**Given task**
Exactly reproduce the line containing "Please place a point on every instance of the mountain" together with every line after it, through the end of the entries, and give nothing more.

**Listed entries**
+++

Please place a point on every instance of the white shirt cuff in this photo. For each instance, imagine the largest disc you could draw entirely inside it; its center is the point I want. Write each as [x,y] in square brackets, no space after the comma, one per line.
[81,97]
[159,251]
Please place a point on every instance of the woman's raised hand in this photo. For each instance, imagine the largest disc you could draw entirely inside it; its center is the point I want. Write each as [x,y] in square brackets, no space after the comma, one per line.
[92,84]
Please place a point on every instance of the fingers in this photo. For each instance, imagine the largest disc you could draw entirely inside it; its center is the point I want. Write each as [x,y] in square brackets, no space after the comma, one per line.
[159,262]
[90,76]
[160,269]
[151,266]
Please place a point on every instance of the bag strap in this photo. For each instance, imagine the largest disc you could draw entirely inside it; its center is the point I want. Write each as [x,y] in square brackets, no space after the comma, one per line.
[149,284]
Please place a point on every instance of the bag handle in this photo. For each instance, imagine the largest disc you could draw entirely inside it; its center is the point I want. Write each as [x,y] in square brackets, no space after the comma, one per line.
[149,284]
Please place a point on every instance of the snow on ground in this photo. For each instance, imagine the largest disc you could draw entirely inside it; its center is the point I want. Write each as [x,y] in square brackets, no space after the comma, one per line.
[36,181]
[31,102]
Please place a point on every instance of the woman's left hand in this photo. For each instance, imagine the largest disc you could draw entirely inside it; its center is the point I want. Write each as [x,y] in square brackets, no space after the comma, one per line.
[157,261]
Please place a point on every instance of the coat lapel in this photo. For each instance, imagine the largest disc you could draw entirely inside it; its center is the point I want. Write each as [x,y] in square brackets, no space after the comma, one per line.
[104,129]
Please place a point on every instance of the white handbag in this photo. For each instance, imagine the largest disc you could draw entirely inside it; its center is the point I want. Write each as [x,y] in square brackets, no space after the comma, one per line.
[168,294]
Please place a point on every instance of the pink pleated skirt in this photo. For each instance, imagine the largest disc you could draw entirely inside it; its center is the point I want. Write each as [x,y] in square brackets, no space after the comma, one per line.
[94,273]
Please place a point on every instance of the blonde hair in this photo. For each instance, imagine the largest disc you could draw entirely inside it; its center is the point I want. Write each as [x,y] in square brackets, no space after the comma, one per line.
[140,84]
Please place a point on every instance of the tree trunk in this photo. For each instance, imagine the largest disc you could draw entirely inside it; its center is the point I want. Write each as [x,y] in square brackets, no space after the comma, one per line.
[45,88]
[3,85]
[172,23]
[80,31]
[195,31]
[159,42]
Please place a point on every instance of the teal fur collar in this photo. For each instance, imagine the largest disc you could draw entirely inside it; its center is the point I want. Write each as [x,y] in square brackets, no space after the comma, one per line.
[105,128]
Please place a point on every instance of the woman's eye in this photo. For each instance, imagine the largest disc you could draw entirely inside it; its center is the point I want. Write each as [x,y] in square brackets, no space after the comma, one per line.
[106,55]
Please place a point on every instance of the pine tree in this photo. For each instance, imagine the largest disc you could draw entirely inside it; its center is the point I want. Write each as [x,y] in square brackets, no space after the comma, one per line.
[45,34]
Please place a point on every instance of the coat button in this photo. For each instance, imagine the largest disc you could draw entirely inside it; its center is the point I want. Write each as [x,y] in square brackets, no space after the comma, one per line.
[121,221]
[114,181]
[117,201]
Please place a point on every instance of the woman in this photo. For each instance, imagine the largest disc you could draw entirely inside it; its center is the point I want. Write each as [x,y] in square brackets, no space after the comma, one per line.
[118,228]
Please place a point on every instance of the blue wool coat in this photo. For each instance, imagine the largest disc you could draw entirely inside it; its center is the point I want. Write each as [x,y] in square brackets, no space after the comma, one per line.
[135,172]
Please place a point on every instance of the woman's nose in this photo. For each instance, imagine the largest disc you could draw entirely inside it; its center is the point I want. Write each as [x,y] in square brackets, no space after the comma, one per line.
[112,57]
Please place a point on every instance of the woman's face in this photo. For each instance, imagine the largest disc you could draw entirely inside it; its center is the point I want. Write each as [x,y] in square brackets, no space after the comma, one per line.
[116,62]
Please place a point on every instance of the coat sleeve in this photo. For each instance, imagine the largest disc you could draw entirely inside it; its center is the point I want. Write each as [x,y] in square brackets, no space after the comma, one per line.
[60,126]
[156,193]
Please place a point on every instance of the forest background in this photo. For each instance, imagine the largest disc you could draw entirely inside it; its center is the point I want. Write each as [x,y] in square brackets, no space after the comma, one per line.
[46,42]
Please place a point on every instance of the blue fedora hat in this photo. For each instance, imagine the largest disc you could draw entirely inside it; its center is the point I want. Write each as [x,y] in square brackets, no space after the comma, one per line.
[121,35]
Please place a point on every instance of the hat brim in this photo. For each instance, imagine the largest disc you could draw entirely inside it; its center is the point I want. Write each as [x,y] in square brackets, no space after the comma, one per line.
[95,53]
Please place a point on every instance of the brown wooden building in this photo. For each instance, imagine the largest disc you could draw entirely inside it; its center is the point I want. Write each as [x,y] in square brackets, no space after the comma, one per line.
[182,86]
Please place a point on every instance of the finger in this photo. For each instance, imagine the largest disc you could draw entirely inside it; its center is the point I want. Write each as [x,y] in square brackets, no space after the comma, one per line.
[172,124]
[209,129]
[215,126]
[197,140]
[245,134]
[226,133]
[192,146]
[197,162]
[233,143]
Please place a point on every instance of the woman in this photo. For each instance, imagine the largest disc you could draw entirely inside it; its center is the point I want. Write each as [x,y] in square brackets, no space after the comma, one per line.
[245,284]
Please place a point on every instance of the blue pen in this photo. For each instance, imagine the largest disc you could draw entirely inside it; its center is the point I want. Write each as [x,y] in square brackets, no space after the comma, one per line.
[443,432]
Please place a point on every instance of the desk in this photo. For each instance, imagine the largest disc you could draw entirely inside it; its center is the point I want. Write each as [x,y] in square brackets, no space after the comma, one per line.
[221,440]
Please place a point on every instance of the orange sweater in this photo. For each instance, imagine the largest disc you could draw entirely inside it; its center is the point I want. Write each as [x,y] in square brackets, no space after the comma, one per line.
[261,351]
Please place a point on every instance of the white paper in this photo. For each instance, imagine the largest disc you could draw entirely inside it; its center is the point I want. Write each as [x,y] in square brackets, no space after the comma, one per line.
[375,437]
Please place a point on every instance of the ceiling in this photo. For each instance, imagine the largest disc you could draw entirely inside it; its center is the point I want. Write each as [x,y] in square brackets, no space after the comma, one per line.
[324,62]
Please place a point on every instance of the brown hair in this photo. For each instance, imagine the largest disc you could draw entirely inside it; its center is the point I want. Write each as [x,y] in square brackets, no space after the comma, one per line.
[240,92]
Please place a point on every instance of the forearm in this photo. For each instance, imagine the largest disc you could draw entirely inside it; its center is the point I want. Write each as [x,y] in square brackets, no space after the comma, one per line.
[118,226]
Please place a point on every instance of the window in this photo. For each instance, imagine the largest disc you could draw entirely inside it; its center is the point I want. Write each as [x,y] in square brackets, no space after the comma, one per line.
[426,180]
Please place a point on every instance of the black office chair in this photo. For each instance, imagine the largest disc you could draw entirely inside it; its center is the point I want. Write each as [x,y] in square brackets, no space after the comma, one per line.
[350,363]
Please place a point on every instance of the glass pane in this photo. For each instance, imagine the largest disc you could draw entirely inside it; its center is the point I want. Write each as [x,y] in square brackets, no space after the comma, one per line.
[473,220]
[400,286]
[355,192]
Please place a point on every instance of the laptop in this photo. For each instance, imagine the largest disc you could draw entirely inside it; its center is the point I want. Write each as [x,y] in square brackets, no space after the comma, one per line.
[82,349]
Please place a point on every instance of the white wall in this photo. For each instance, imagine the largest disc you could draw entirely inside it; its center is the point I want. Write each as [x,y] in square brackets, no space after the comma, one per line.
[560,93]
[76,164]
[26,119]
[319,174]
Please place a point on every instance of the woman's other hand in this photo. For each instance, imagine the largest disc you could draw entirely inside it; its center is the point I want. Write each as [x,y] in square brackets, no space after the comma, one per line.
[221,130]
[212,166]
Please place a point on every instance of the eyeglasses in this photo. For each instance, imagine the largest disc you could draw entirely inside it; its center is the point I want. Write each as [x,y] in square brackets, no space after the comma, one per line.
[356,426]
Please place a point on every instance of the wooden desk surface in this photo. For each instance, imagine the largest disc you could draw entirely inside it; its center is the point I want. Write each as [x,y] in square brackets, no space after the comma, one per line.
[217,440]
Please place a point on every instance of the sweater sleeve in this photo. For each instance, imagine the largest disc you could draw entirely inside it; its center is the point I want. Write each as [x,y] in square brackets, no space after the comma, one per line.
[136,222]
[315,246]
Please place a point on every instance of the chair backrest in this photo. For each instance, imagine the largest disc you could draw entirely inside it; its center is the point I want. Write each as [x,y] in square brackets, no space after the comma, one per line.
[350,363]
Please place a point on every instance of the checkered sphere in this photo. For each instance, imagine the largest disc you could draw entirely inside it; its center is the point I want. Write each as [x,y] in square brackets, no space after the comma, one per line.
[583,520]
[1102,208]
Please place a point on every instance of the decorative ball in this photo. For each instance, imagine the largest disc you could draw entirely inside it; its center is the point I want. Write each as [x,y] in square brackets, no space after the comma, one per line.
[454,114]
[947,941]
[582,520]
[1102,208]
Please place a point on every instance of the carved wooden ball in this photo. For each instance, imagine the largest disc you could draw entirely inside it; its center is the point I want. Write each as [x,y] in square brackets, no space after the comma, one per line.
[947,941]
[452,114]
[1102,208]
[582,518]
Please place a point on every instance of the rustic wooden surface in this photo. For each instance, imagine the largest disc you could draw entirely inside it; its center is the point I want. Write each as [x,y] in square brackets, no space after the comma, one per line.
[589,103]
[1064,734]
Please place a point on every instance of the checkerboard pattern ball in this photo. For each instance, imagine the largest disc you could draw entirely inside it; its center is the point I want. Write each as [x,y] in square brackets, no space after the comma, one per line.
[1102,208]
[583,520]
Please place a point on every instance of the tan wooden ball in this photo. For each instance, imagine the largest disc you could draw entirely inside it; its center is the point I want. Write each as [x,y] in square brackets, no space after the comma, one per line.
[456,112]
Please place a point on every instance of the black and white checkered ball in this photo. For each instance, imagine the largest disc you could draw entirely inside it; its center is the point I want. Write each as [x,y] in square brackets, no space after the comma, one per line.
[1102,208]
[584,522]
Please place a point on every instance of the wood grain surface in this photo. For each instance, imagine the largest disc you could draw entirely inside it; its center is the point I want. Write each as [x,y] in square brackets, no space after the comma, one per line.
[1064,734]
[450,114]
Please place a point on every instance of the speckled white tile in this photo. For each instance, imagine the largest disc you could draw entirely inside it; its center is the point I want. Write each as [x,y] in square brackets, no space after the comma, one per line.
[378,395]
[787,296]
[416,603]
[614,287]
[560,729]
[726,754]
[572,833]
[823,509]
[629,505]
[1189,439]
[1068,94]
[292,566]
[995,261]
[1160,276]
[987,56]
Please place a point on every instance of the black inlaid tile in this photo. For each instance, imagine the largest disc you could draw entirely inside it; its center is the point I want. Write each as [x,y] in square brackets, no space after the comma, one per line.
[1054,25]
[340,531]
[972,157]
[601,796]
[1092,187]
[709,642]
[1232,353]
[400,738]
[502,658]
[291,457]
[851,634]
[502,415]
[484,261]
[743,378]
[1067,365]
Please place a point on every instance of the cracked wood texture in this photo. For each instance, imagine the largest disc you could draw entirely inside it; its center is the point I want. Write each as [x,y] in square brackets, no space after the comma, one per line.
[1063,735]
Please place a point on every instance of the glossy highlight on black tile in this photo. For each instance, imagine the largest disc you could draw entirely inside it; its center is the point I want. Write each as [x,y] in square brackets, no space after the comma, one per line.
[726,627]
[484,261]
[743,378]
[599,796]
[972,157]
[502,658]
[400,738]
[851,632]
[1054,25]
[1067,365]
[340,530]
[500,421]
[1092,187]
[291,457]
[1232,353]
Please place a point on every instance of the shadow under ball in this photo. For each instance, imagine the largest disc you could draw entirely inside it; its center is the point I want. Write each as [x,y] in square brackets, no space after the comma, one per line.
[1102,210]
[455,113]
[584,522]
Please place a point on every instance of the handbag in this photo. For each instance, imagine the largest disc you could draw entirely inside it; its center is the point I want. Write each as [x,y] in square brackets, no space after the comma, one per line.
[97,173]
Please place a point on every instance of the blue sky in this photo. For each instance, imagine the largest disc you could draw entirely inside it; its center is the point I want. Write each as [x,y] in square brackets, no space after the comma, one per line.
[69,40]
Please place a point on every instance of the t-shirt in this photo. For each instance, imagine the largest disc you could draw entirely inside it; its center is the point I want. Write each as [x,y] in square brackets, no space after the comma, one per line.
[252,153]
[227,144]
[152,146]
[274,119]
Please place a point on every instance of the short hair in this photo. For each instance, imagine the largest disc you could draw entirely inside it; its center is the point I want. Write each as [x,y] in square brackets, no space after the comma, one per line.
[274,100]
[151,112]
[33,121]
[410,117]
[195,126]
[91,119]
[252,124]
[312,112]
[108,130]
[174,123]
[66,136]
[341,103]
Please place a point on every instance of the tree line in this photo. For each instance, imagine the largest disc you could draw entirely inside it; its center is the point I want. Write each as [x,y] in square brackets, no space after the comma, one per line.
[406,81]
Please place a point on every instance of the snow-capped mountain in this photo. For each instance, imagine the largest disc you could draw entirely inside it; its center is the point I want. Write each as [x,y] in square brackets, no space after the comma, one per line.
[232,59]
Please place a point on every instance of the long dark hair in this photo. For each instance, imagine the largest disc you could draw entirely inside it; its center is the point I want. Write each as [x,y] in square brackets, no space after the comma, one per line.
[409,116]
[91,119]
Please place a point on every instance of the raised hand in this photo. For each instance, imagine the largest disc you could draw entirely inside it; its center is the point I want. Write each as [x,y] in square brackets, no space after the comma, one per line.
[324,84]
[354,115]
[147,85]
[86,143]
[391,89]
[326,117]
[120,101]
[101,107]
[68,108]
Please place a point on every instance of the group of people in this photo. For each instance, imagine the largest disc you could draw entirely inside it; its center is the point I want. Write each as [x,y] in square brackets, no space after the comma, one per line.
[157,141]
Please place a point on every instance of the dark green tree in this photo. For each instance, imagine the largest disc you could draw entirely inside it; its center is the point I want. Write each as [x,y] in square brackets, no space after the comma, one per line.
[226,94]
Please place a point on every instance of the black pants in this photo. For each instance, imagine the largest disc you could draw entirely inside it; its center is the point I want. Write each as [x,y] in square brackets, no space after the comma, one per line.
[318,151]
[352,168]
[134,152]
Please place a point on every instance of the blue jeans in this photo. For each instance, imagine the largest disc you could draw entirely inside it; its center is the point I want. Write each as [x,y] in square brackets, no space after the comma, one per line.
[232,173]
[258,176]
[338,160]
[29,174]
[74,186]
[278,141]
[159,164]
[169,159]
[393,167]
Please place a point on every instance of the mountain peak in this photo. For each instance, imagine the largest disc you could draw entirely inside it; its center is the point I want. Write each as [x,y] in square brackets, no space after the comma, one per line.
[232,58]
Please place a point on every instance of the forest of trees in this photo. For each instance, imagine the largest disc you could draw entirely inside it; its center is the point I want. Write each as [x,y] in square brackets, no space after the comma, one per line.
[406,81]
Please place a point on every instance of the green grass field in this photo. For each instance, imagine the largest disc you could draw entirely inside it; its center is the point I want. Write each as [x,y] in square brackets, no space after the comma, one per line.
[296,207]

+++

**Response to this exercise**
Please place a point on every instance of the mountain peak in this photo. For each instance, imagine the largest disc you could draw entirely inside it; its center is the point I want. Write each as [x,y] in square brackets, no space after the comma, one per line.
[232,58]
Please place a point on every instance of the forest of trees in this photo. For each instance, imagine the largest disc you could draw entirely inside it; its center is the point I want. Write each as [x,y] in square brackets, no space after the comma, one per line.
[406,81]
Please place a point on every instance of the green grass field in this photo. For each instance, imagine the largest disc you could draw entirely inside it; its center is the point I want. Write each as [x,y] in square brackets, no space after the comma, one per line.
[296,207]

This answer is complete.